Critically acclaimed LGBT+ theatre show, Riot Act, is back, for its second time this year, in aid of the Dean Street Wellbeing Programme. Performed and created by Alexis Gregory, and directed by Rikki Beadle-Blair MBE, Riot Act is verbatim theatre piece, created entirely word-for-word from interviews with three iconic survivors and covering six decades of queer history.
To be performed at the Duchess Theatre, this charity gala on 26th November 2018, will take the audience through a journey of three ‘standout’ queer lives at pivotal moments in queer history by exploring those three lives into the present day.
The three survivors Alexis interviewed are: one of the only remaining Stonewall survivors; Michael-Anthony Nozzi, a member of a 1970s London radical drag troupe; Lavinia Co-Op and a prominent ACT-UP London AIDS activist; Paul Burston.
I caught up with Alexis to find out more…
This is the second time you’ll be performing this year (2018) – what was the reception like the first time?

DATA SHOWN →
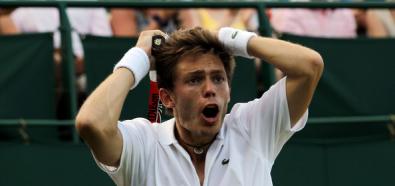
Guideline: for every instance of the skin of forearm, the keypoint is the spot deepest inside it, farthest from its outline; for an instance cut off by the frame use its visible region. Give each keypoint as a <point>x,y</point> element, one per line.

REQUIRED ACTIONS →
1 > List every person named in the Riot Act article.
2 > Carry on the Riot Act interview, starting right after its last question.

YOUR RESPONSES →
1 > Alexis Gregory, Rikki Beadle-Blair, Michael-Anthony Nozzi, Lavinia Co-Op, Paul Burston

2 >
I first performed Riot Act in the summer at the Kings Head Queer Festival. The audience response was astonishing. Audiences sat and listened to these three men’s lives unfold. There’s massive laughs in the play and devastatingly sad moments too – which keeps the audience engaged throughout. Each night, the audiences went on a journey with me with a standing ovation each night too. Performing this play has been one of the most extraordinary experiences of my career; to look into audience members eyes and directly connect with and essentially hold a conversation with them is on a whole new level of powerful.
Why should people know about these issues and these men?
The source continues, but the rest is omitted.